> **TEXT SHOWN**
In a lawsuit concerning the misleading of the public regarding the risk of addiction, Perdue pleaded guilty and paid the DOJ $634.5 million dollars. But according to an Atlantic.com article:

“One of the consequences of the marketing blitz was a fundamental change in the way pain was perceived, both by doctors and by patients. Pain was no longer understood as something that had to be endured—it could be easily and quickly treated with pills.”

Just so we are clear. The FDA cleared OxyContin likely knowing its addictive nature. Then the government sues the company whose drug the government cleared. Did you get your refund?

Doctors, lawyers and pharmacies wised up to the overwriting of these types of opioids, and they slowed the scripts. As a consequence, the pills became more rare on the street, which pushed their value up. The lack of prescription drugs produced a need, and that need has been filled by heroin. Now here’s the irony.

A single Percocet, a combination of acetaminophen and oxycodone sells for $20-$40 a pill; heroin is now about the price of a pack of cigarettes. So, many addicts and others, to include young teenage kids, have turned to heroin which is now the cheaper high and abundantly available in big cities and even rural areas.

Collected data entries
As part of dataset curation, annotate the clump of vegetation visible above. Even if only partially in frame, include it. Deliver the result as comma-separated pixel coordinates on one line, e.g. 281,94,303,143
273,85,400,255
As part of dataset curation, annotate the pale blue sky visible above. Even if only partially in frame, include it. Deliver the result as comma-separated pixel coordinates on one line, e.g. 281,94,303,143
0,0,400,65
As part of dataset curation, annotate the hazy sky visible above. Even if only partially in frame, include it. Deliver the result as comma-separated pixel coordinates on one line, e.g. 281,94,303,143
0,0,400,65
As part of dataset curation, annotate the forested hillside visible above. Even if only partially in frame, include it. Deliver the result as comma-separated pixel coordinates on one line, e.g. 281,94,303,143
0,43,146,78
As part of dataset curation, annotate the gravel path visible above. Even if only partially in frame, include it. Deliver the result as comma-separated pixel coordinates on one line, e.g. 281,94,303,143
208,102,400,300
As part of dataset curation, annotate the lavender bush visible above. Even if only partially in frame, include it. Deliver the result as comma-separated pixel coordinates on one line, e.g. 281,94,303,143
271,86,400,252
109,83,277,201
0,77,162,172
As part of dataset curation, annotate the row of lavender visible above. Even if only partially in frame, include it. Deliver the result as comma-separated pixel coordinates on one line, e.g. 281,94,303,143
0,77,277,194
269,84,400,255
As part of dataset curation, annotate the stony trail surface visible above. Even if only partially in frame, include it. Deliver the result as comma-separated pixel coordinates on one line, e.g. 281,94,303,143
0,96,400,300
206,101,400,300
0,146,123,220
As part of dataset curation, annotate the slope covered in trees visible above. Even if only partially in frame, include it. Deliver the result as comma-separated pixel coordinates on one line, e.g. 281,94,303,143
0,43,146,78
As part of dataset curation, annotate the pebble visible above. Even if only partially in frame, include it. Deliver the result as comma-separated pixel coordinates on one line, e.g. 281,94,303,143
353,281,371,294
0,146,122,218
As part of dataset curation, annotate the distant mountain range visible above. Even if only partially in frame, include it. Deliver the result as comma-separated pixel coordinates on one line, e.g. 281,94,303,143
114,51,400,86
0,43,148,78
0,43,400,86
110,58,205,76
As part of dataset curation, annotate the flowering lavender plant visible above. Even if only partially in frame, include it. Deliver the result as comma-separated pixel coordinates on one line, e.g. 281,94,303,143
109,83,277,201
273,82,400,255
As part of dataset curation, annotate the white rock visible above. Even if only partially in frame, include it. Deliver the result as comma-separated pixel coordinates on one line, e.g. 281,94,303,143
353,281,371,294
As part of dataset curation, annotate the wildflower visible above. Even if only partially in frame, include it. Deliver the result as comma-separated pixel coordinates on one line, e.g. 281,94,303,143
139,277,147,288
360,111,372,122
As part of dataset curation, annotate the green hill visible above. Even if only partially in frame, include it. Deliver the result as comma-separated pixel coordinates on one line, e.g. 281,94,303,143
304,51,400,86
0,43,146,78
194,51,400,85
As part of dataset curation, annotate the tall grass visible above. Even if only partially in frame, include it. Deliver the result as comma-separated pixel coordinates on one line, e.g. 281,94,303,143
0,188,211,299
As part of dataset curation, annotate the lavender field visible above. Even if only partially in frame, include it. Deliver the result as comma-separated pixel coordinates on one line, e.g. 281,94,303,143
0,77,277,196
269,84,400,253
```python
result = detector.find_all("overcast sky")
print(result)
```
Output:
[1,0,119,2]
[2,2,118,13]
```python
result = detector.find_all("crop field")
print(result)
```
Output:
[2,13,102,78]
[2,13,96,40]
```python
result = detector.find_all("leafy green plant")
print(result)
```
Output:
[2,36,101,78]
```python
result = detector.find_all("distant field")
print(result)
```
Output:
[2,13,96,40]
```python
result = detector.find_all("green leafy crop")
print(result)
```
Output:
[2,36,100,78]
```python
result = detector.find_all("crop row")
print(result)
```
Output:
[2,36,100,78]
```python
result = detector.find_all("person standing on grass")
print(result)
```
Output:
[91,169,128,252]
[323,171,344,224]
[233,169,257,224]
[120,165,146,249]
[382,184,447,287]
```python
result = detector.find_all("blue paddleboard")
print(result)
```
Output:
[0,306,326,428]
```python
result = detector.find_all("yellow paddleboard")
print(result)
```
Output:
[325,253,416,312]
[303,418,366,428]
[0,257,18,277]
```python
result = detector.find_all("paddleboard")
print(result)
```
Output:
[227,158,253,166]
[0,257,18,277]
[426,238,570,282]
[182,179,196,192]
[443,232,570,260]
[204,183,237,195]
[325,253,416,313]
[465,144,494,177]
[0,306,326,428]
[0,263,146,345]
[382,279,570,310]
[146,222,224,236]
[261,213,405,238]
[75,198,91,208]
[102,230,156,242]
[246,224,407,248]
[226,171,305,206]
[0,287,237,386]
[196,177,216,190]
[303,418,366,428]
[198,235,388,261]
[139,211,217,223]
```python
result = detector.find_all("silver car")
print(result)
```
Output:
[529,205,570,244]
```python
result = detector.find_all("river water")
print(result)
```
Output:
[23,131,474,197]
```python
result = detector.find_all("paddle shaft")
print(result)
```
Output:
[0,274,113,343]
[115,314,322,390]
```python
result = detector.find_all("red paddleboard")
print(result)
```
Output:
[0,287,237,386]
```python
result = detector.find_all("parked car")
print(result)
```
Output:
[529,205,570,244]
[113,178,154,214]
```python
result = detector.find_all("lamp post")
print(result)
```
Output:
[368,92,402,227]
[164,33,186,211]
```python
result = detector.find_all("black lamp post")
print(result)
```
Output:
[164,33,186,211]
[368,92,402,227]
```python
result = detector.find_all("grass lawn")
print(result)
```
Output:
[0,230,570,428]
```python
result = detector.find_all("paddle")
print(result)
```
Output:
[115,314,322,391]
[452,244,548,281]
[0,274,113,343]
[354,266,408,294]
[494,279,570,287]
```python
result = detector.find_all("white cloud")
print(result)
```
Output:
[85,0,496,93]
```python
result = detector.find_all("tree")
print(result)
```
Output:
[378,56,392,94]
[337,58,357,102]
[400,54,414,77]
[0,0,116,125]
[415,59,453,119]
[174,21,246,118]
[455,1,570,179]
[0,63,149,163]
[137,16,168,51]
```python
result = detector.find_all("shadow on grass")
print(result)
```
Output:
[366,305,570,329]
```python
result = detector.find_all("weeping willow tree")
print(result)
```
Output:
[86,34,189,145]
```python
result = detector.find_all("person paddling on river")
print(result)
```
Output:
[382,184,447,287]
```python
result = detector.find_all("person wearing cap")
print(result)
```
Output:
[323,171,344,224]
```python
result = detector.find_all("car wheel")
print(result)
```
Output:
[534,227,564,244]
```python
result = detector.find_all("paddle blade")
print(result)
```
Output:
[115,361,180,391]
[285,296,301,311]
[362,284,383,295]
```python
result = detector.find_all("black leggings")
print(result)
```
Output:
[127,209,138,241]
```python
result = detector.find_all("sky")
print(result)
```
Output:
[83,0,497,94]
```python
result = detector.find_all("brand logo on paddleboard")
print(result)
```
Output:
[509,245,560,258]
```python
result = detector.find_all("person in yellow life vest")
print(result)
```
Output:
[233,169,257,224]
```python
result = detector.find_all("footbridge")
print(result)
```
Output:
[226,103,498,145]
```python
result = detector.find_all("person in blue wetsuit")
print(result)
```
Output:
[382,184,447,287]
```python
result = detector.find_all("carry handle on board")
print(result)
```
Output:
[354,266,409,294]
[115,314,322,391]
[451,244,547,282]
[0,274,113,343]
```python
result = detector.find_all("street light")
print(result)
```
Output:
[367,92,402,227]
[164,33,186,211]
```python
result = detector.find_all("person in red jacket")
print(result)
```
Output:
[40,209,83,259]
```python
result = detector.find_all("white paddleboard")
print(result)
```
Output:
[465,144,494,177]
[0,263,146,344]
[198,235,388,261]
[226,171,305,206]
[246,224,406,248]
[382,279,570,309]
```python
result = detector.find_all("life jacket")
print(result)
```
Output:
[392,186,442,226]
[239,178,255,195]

> **ABOUT THIS TASK**
Please state what a single Percocet sells for, according to the opioid passage. The rows above are material separate from the opioid passage.

> **SOLUTION FOR THIS TASK**
A single Percocet sells for $20-$40 a pill.